[Stored data entries]
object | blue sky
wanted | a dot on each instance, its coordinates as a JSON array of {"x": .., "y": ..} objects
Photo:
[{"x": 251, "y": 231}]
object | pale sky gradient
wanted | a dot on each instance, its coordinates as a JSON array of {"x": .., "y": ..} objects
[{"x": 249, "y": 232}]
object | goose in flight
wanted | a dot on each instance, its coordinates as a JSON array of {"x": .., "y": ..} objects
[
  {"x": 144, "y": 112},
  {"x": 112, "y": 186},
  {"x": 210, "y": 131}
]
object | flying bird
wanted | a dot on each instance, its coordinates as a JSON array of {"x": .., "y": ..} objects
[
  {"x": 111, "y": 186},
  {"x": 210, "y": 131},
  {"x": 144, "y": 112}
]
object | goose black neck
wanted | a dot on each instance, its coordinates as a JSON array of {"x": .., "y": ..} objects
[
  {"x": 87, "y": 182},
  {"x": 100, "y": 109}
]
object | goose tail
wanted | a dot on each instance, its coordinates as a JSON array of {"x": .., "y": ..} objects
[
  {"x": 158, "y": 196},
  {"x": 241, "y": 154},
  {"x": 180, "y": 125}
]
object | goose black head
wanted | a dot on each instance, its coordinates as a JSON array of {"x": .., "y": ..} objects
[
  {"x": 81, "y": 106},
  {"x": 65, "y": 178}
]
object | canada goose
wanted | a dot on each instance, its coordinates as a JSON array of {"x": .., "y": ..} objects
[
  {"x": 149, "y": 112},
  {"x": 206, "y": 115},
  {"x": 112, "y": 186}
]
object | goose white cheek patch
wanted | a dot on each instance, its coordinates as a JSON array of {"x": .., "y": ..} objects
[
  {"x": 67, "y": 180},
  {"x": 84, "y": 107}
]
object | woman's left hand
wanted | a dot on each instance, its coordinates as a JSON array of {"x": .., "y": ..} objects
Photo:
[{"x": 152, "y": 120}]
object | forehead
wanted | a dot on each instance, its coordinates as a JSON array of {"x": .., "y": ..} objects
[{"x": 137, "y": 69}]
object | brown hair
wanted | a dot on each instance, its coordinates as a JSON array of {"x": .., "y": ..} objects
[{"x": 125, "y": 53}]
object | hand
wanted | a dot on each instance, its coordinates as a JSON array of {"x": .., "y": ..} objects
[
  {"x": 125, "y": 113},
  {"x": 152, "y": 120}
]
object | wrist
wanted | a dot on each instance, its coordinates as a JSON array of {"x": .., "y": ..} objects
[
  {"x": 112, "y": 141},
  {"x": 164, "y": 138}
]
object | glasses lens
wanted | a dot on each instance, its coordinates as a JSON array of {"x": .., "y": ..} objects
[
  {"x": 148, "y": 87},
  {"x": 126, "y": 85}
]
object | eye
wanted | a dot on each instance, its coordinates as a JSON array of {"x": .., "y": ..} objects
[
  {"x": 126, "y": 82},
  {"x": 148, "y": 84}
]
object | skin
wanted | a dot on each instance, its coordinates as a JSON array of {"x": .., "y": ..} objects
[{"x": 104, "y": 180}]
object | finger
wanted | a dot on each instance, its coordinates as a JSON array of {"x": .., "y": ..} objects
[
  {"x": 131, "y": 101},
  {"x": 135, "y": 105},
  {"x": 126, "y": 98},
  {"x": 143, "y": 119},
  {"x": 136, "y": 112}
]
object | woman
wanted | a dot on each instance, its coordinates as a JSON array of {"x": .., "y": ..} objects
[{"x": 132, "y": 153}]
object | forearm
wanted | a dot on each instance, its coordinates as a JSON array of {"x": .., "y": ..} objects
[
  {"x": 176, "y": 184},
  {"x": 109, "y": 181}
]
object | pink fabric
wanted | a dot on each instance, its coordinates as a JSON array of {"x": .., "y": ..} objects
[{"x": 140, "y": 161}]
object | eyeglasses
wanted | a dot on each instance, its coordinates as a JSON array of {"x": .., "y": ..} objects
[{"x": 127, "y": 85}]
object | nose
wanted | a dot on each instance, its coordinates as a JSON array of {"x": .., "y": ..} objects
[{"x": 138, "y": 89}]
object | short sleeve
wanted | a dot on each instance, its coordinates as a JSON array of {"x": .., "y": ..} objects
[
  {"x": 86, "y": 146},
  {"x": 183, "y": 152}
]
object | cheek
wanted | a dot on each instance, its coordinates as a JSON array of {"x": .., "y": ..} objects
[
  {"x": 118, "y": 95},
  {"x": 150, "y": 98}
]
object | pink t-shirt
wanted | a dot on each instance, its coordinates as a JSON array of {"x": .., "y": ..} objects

[EXERCISE AIM]: Each line above that carries the string "woman" has to be returned.

[SOLUTION FOR THIS EXERCISE]:
object | woman's left hand
object | woman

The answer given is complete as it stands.